**** Supplied material ****
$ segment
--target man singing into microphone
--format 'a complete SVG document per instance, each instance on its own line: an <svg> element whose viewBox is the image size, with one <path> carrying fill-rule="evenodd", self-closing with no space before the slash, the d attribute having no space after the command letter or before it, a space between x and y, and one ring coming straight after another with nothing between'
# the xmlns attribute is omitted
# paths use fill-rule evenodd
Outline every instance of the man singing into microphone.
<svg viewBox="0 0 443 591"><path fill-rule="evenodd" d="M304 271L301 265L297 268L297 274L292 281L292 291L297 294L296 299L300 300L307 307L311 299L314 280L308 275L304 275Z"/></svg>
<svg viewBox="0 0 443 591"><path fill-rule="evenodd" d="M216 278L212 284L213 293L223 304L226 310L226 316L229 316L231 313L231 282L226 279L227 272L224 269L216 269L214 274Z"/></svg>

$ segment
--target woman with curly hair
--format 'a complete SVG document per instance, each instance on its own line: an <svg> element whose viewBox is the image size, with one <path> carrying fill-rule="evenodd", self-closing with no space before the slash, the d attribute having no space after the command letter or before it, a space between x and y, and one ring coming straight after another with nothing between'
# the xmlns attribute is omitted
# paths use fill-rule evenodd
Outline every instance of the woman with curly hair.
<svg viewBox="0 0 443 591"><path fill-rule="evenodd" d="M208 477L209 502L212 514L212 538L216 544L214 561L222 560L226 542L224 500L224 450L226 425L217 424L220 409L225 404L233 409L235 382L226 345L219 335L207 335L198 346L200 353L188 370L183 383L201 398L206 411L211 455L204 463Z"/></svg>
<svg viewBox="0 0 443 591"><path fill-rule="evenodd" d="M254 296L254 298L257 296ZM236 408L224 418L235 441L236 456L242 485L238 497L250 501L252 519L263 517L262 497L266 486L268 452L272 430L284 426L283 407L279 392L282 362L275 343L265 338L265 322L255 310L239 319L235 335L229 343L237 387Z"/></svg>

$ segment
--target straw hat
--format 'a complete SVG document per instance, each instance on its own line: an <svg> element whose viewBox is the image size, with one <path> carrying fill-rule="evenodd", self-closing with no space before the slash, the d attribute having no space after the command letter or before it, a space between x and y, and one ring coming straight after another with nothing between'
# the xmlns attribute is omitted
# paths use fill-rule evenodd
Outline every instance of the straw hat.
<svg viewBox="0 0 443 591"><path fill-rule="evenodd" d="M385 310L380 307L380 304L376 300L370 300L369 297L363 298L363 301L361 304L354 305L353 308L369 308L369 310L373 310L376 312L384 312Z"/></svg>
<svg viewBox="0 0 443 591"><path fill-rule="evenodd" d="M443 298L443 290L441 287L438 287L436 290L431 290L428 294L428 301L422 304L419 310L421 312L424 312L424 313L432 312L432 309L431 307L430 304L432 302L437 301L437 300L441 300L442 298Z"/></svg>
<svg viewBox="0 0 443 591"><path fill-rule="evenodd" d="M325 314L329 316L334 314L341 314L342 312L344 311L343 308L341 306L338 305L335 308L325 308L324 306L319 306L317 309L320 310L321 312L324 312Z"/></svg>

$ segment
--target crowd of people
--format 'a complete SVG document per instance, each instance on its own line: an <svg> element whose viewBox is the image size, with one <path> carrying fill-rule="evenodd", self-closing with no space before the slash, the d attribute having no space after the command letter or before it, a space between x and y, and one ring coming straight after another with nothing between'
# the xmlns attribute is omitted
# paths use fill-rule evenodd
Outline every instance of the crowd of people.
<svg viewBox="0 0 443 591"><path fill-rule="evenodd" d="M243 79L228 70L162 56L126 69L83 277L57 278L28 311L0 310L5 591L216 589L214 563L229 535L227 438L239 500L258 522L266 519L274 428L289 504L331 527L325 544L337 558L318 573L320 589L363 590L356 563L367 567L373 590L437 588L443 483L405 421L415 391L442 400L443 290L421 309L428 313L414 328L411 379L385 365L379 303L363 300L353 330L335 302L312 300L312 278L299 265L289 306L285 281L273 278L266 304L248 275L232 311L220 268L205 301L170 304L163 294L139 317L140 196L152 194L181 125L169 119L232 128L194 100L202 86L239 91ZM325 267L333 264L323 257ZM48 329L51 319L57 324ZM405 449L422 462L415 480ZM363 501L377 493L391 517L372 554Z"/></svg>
****
▶ _Problem statement_:
Copy the lines above word for word, starting with the first line and ending after the line that contains "278L212 284L213 293L223".

▶ _Solution for this task_:
$ segment
--target man singing into microphone
--format 'a complete SVG document per instance, each instance on its own line: an <svg> element whose viewBox is the image size, with one <path> carrying fill-rule="evenodd", self-closing with no space before the slash, the d attribute having no space after the command letter or before it, a space between x and y, and one ring coming straight after another with nothing between'
# the xmlns attribute is omitted
# paths use fill-rule evenodd
Outline every instance of the man singing into microphone.
<svg viewBox="0 0 443 591"><path fill-rule="evenodd" d="M304 271L301 265L297 268L297 274L292 281L292 291L297 294L296 299L300 300L307 307L311 299L314 280L308 275L304 275Z"/></svg>
<svg viewBox="0 0 443 591"><path fill-rule="evenodd" d="M216 278L212 284L213 293L223 304L226 310L226 316L229 316L231 313L231 282L226 279L227 272L224 269L216 269L214 274Z"/></svg>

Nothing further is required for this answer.